■ What you have to do ■
Rewrite the items below with "lane-occupancy tally" swapped for "stall inventory count" everywhere it occurs, changing nothing else, and leave the pictures out of your copy.

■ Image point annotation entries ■
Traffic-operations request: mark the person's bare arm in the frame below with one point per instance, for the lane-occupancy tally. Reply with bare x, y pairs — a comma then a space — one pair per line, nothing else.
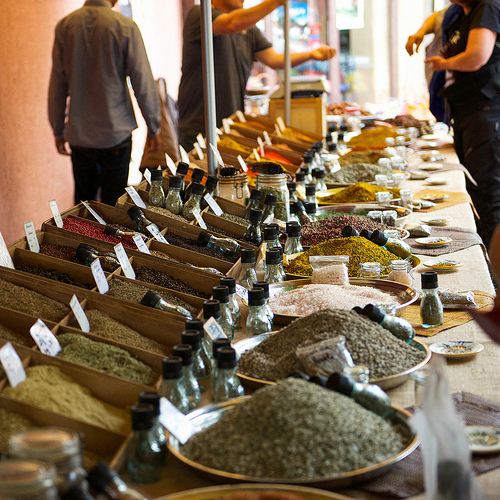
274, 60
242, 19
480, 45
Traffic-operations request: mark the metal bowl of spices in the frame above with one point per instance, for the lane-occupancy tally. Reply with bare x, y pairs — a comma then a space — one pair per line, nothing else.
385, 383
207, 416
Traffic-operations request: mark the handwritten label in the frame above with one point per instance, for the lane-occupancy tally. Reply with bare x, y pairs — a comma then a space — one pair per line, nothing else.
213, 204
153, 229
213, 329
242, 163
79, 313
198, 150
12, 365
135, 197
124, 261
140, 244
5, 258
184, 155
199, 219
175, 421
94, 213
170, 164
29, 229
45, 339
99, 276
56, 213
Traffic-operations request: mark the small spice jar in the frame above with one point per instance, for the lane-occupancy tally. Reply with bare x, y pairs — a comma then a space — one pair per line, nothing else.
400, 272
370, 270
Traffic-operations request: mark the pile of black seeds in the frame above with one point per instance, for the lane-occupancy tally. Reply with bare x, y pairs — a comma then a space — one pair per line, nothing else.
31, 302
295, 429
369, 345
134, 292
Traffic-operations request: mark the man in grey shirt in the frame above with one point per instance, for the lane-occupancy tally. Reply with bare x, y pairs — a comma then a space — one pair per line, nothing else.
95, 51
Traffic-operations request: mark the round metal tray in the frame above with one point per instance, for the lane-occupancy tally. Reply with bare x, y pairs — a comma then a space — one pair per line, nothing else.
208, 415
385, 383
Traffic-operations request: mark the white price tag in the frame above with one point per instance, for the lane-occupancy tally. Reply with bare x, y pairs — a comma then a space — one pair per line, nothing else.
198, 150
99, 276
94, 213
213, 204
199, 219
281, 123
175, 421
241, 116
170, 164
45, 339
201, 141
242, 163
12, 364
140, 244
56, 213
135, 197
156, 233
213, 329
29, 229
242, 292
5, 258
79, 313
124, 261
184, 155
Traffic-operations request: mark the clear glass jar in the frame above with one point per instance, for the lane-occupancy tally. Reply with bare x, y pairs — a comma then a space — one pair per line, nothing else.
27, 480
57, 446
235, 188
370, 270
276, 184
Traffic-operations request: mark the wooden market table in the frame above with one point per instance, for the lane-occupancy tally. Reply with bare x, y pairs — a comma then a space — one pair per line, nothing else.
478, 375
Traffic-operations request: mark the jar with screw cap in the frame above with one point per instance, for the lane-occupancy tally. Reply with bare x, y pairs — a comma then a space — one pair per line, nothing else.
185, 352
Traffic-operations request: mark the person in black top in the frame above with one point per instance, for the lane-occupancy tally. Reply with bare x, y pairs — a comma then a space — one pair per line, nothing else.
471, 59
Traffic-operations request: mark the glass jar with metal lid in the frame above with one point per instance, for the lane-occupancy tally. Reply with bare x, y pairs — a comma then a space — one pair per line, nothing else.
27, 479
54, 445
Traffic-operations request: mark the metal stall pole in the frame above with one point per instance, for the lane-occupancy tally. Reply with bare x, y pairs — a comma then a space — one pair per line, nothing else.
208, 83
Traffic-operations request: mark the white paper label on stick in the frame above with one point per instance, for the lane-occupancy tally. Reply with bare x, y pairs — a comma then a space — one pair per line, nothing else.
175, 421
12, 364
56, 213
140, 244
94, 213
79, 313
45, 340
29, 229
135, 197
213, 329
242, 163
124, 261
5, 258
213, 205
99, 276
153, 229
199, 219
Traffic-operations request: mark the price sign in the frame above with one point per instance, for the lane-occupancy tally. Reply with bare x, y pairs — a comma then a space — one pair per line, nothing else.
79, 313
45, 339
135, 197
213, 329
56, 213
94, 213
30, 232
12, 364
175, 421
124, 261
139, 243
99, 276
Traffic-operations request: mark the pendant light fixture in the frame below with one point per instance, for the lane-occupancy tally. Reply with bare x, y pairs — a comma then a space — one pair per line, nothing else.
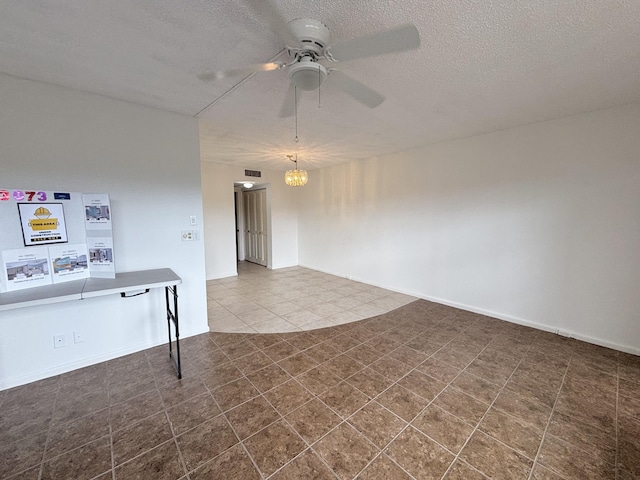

■ Task answer ■
Traffic-operations request: mark the person's bare arm in the frame below with one point per instance, for the stall inventory count. Reply with bare x, y pairs — a comma then a space — one pair per line, nothing else.
274, 60
242, 19
480, 45
Traffic-operations request: mark the metal bowl of spices in the frame above with one point per instance, for the stall inventory count. Reply with bare x, y pairs — a comma then a space — one pair per line, nothing else.
385, 383
207, 416
Traffic-operations request: mark the handwritten label in the frame above with one point per instance, for the stall inventory count. Reply with bare x, y pairs — a comma then a space — one pair per line, nothing else.
213, 204
153, 229
213, 329
242, 163
79, 313
198, 150
12, 365
135, 197
124, 261
140, 244
5, 258
184, 155
199, 219
175, 421
94, 213
170, 164
29, 229
45, 339
99, 276
56, 213
Traffic-operations request: mark the small spice jar in the frame above with one point per instance, for the stall inventory count. Reply with bare x, y pairs — a comma then a space — one pair per line, nothing else.
400, 272
370, 270
Traffic-operations request: mark the pile of black seeds in the frame above with one point per instance, for the stall inventory count. Reply with bare x, y pairs — a comma then a space — one pair per line, nothing else.
31, 302
295, 429
369, 345
134, 292
Traffic-operations request: mark the man in grey shirt in the frame above with one point per instance, for the stall inventory count. Reply with bare x, y pairs — a comma then a space — one pair per line, nothing else.
95, 51
Traffic-operations request: mark the round metal tray in the frame above with one point per instance, for the stall inventory count. Reply with bare x, y pairs — a comma then a space — one pair per line, nothing else.
208, 415
385, 383
Traffic-operations request: mark the white price tag in the frame above with one point per instance, for the stall inventory count. Reply with bare x, y pairs — a comma then a space — one pair per line, nothing else.
198, 150
99, 276
94, 213
213, 204
199, 219
281, 123
175, 421
241, 116
170, 164
45, 339
201, 141
242, 163
12, 364
140, 244
56, 213
135, 197
156, 233
213, 329
29, 229
242, 292
5, 258
79, 313
124, 261
184, 155
Traffic-operations request: mark the clear glass jar in the frame above with one point per instance, for the stall inventory count. Reply with bare x, y pairs — a comma then a space — one pair per line, nothing else.
27, 480
57, 446
235, 188
370, 270
276, 184
Traffic-operations request: mark the wooden market table in the frame above with one point per instance, for the stall inventory count. Reply with bare x, y pairs — a comma then a space — one pair per line, nothing else.
478, 375
Traffic-operations request: mark the jar with screw cap in the frame above with one point per instance, for the stall inventory count. Reply with bare x, y pairs — a comma then a space — one pair per line, nothing else.
185, 352
Traffic-operations request: mark the person in black top in the frame above with one point per instance, for the stall inventory count. Reply with bare x, y pairs — a comma then a space — one pair per line, nothing else.
471, 59
Traffic-operations request: mark the glass jar with metal lid in the frame above with one point per instance, for the stall inventory count. Reply with bare x, y pairs — a comma then a space — one pair per line, nothing else.
27, 479
54, 445
Traffic-operations request: mark the metal stall pole in the frame above with one point per instance, for the stall inventory count. Reply with bare x, y pairs — a comma then a space — one pair per line, nothing else.
208, 83
Traffic-operations request: mark the white paper label on stick in the frame above with one point per instance, for the stall inventory count. Reply with bare x, y pairs — a comma then a space — one pair per line, nothing else.
175, 421
12, 364
56, 213
140, 244
94, 213
79, 313
45, 340
29, 229
135, 197
213, 329
242, 163
124, 261
5, 258
213, 205
99, 276
153, 229
199, 219
Traffic-operations request: mark the price sign in the frame above with one point per instance, for the stall inventory count. Reply with bare x, y pairs — a comma then a space — one pair per line, nothing else.
79, 313
45, 339
135, 197
213, 329
56, 213
94, 213
30, 232
12, 364
175, 421
124, 261
139, 243
99, 276
Traffic-operations request: mark the pendant light fixture in the frame below with one point per instance, for the stall inventory count. Reply with bare x, y pairs — a comma then a space — one pair per line, nothing else.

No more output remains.